__Task description__.
Once the line holding "In the photo above, where can the cloud be" is found in the entries below, restate it and each line after it word for word, with no pictures.

Dataset excerpts: Begin

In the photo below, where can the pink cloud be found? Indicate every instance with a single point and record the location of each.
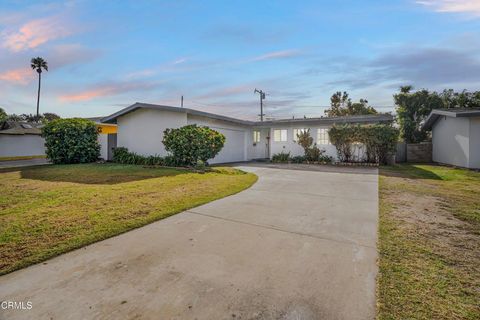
(278, 55)
(17, 76)
(457, 6)
(106, 90)
(35, 33)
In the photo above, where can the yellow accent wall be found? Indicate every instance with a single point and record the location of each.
(106, 129)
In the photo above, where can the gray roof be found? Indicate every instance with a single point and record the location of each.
(113, 117)
(454, 113)
(20, 128)
(322, 120)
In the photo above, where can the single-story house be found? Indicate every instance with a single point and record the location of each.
(19, 138)
(140, 129)
(107, 137)
(455, 136)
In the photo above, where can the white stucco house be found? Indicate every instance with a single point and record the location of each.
(140, 129)
(20, 138)
(455, 136)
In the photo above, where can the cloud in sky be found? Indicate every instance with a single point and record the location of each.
(428, 67)
(20, 76)
(107, 90)
(283, 54)
(471, 7)
(35, 33)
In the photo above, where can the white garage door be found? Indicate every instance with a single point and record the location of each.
(234, 147)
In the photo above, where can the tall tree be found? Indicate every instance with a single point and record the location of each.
(39, 64)
(341, 105)
(412, 109)
(3, 115)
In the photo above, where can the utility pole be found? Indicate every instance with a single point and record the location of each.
(262, 97)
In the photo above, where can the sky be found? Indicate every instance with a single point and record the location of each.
(106, 55)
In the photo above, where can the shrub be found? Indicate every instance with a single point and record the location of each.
(191, 144)
(71, 141)
(298, 159)
(281, 157)
(311, 151)
(379, 141)
(122, 155)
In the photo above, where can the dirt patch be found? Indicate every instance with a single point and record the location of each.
(431, 218)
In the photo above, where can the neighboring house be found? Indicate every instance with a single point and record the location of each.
(107, 137)
(455, 136)
(19, 138)
(141, 126)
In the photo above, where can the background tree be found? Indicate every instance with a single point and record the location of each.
(341, 105)
(38, 64)
(413, 108)
(3, 115)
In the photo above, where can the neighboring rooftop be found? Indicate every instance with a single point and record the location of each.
(20, 128)
(454, 113)
(326, 120)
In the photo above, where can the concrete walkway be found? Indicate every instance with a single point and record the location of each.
(23, 163)
(297, 245)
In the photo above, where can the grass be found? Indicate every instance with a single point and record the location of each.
(429, 243)
(22, 158)
(49, 210)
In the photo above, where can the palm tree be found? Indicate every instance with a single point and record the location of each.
(38, 64)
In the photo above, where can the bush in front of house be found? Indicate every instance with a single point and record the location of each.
(193, 145)
(71, 141)
(281, 157)
(123, 156)
(379, 141)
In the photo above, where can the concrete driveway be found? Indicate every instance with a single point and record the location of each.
(297, 245)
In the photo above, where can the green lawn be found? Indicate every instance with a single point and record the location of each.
(429, 243)
(49, 210)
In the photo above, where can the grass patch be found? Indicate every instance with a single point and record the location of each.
(22, 158)
(429, 243)
(49, 210)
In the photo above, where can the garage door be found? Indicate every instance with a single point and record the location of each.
(234, 147)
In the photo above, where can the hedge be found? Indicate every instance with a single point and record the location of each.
(71, 141)
(192, 145)
(378, 140)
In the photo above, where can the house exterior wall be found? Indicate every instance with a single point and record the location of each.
(103, 141)
(293, 147)
(236, 137)
(474, 162)
(21, 145)
(141, 131)
(450, 138)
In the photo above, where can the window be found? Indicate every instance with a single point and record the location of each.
(322, 136)
(280, 135)
(256, 136)
(298, 131)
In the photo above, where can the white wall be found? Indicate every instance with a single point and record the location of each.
(260, 149)
(293, 147)
(21, 145)
(103, 141)
(236, 137)
(474, 161)
(450, 138)
(141, 131)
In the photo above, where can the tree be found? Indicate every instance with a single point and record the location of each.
(3, 115)
(49, 116)
(71, 141)
(341, 105)
(38, 64)
(412, 109)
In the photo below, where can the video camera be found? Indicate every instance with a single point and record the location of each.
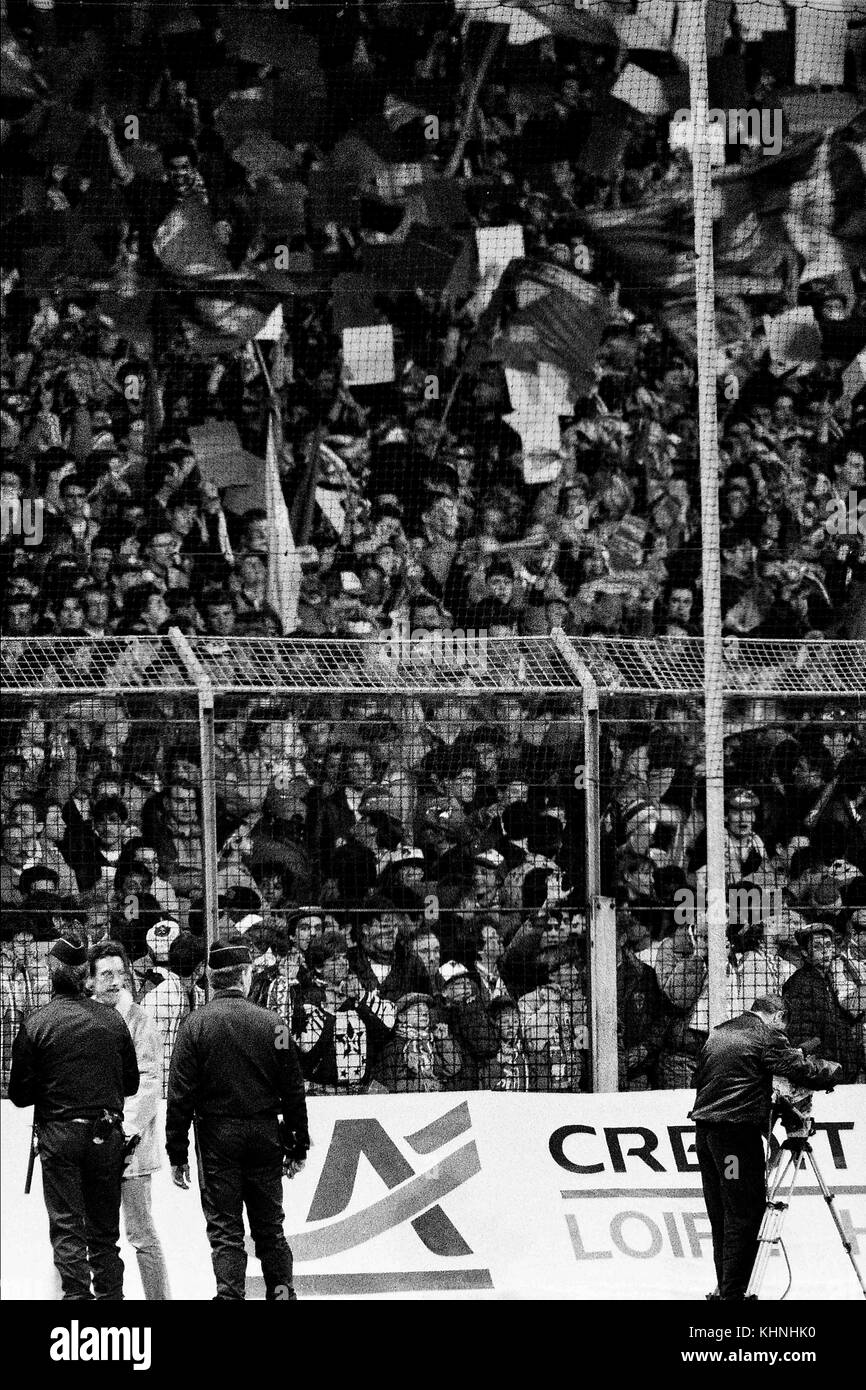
(794, 1109)
(793, 1104)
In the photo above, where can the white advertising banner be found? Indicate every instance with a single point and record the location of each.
(492, 1196)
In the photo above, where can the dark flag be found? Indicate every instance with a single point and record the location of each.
(556, 317)
(779, 221)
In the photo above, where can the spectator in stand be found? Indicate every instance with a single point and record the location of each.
(471, 1037)
(813, 1005)
(341, 1029)
(381, 957)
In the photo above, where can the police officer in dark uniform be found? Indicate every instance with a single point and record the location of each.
(74, 1061)
(731, 1114)
(234, 1070)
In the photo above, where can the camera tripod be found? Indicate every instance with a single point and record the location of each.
(783, 1169)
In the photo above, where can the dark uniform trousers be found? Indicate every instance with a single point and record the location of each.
(241, 1164)
(81, 1183)
(734, 1190)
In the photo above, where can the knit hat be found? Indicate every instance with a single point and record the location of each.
(407, 1000)
(223, 958)
(185, 954)
(161, 937)
(448, 972)
(68, 951)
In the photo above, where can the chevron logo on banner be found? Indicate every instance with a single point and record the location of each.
(413, 1196)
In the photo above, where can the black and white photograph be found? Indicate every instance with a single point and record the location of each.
(433, 648)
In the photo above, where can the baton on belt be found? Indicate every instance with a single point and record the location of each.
(31, 1164)
(199, 1157)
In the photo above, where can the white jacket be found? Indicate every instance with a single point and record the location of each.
(141, 1111)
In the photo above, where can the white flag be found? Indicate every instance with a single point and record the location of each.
(284, 563)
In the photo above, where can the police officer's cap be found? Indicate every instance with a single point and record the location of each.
(223, 958)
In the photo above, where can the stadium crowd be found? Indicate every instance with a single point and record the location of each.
(410, 879)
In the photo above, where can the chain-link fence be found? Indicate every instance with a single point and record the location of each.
(480, 872)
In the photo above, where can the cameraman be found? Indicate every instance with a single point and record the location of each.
(731, 1112)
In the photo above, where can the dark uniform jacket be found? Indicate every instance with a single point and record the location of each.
(736, 1070)
(231, 1059)
(72, 1058)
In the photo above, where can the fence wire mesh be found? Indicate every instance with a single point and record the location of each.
(359, 346)
(795, 845)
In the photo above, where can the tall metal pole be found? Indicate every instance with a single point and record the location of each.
(694, 15)
(601, 916)
(207, 745)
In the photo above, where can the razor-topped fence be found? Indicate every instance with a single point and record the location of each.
(480, 872)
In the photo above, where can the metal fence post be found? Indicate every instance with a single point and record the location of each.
(601, 923)
(210, 847)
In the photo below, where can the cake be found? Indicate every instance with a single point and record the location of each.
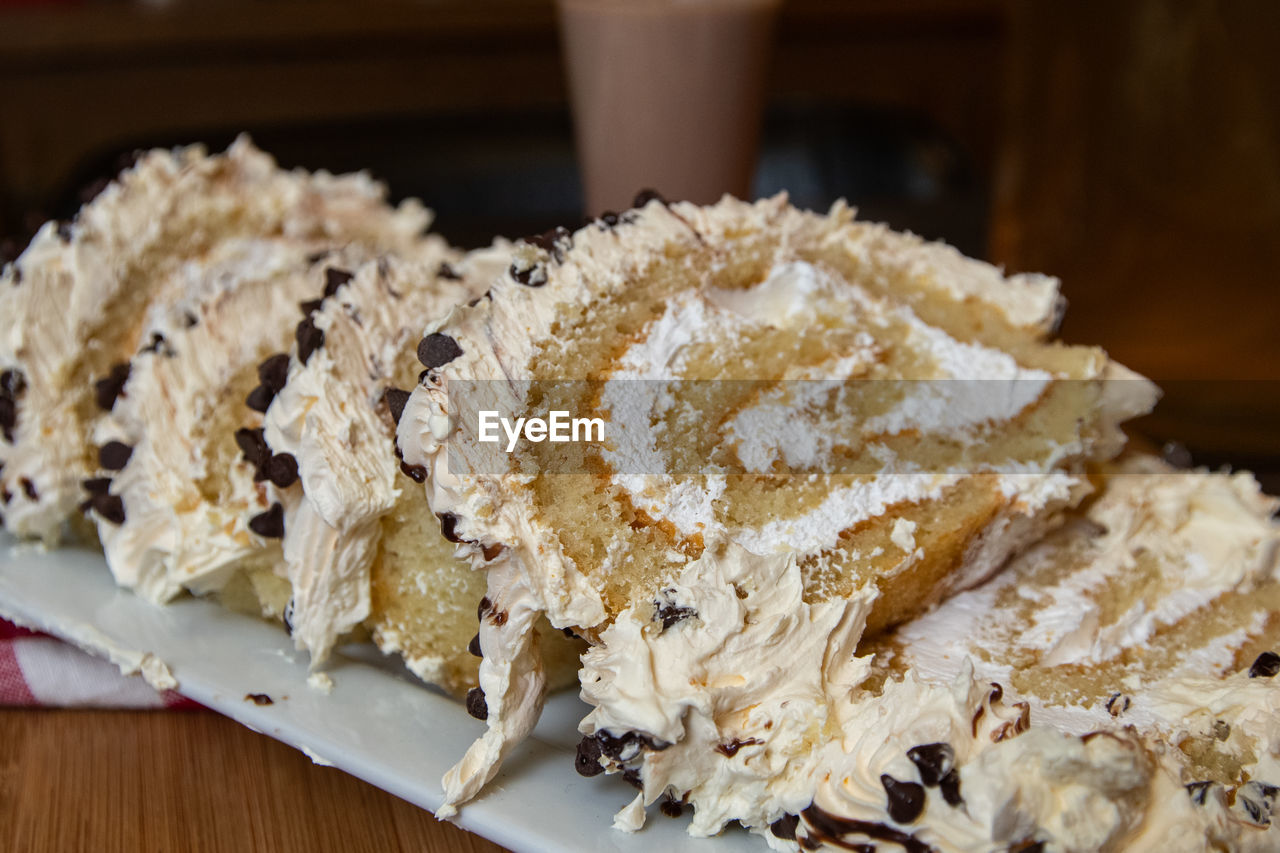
(78, 301)
(822, 428)
(360, 546)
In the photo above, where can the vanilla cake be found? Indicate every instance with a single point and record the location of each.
(74, 305)
(360, 546)
(722, 553)
(1148, 623)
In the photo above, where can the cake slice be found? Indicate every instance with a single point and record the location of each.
(360, 544)
(74, 305)
(819, 428)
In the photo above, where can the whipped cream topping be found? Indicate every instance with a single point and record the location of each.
(71, 304)
(498, 338)
(330, 418)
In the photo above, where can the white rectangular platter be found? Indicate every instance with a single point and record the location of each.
(378, 724)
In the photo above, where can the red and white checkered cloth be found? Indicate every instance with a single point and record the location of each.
(41, 670)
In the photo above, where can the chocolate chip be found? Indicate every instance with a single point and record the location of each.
(252, 445)
(1265, 666)
(1198, 790)
(109, 506)
(105, 391)
(282, 469)
(12, 383)
(437, 350)
(269, 524)
(553, 241)
(476, 705)
(159, 345)
(1258, 801)
(785, 826)
(586, 762)
(448, 529)
(96, 486)
(274, 372)
(645, 196)
(114, 455)
(933, 761)
(416, 473)
(950, 788)
(8, 418)
(260, 398)
(905, 799)
(310, 338)
(396, 400)
(336, 278)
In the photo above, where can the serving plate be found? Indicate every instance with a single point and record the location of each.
(378, 723)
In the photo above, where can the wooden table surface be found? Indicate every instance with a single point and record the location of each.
(190, 780)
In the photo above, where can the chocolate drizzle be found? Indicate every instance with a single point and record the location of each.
(833, 830)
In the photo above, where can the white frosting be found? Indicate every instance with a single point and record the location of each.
(60, 301)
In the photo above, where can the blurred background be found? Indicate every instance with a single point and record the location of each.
(1130, 147)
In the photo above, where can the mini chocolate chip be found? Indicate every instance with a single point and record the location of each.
(933, 761)
(260, 398)
(252, 445)
(437, 350)
(159, 345)
(269, 524)
(12, 383)
(586, 762)
(645, 196)
(310, 338)
(114, 455)
(96, 486)
(105, 391)
(282, 469)
(1265, 666)
(416, 473)
(1198, 790)
(274, 372)
(396, 400)
(110, 507)
(950, 788)
(448, 529)
(905, 799)
(476, 705)
(8, 418)
(336, 278)
(785, 826)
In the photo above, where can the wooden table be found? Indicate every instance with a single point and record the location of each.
(178, 780)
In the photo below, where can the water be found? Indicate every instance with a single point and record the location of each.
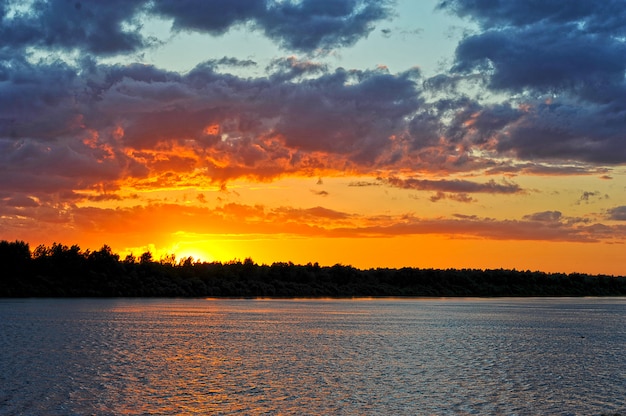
(344, 357)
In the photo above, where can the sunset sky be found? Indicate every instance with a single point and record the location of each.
(446, 134)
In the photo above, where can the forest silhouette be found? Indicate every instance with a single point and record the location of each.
(67, 271)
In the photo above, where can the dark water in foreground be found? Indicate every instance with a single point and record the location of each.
(346, 357)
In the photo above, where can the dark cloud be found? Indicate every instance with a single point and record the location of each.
(303, 25)
(114, 27)
(565, 63)
(93, 26)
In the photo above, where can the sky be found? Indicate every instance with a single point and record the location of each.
(373, 133)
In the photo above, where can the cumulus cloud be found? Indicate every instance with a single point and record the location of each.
(565, 63)
(617, 213)
(455, 185)
(113, 27)
(303, 25)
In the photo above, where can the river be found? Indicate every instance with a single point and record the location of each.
(563, 356)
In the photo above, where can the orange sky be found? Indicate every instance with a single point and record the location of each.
(387, 137)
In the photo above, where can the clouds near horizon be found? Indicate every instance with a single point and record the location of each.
(533, 90)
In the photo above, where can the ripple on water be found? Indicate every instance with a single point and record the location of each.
(386, 356)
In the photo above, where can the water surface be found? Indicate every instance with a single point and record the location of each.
(346, 357)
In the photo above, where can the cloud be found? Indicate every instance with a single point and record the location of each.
(114, 27)
(617, 213)
(304, 25)
(545, 216)
(455, 185)
(563, 61)
(97, 27)
(460, 197)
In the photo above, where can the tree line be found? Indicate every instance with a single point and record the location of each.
(67, 271)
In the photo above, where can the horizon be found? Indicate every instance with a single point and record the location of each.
(448, 134)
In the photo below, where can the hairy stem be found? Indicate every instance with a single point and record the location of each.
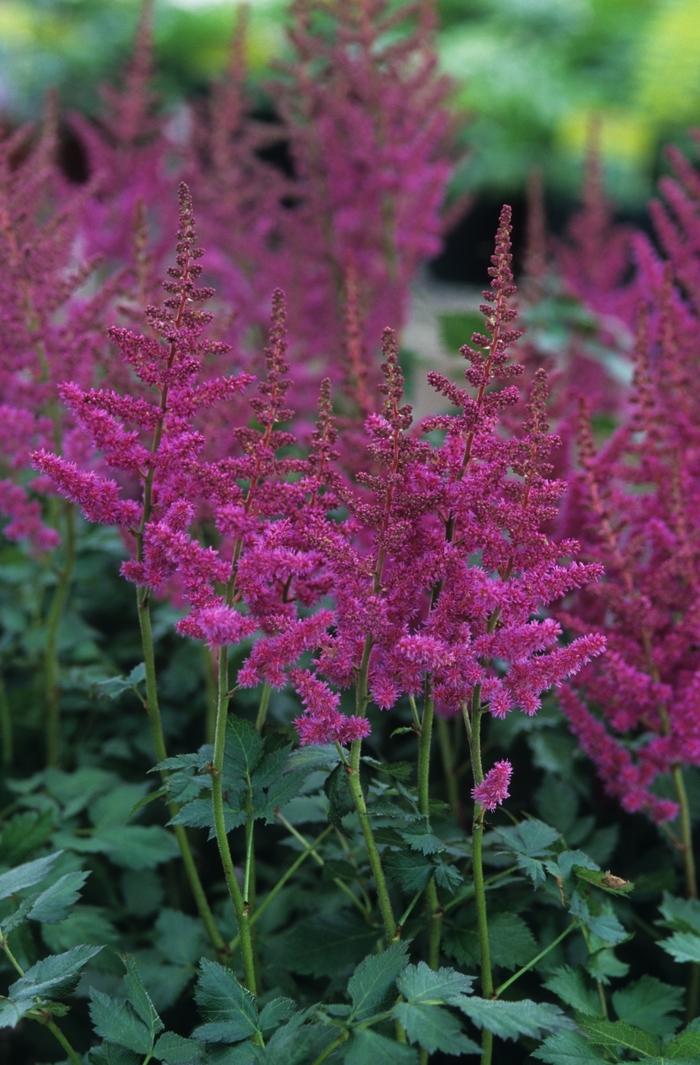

Dataset excerpts: End

__Solution for this task__.
In the photo above, where can the cloud be found? Indicate every instance with a single point and record the location of each.
(114, 27)
(617, 213)
(304, 25)
(545, 216)
(455, 185)
(563, 61)
(97, 27)
(460, 197)
In the photo above, where can the tree line be found? Indicate every instance with a single point and record the location of each.
(67, 271)
In the photo above, where can the horizon be found? Indicate every instance with a single point and record the location of each.
(448, 134)
In the photo below, where can the hairy stem be found? Indicate every instance with a single point and record the location of each.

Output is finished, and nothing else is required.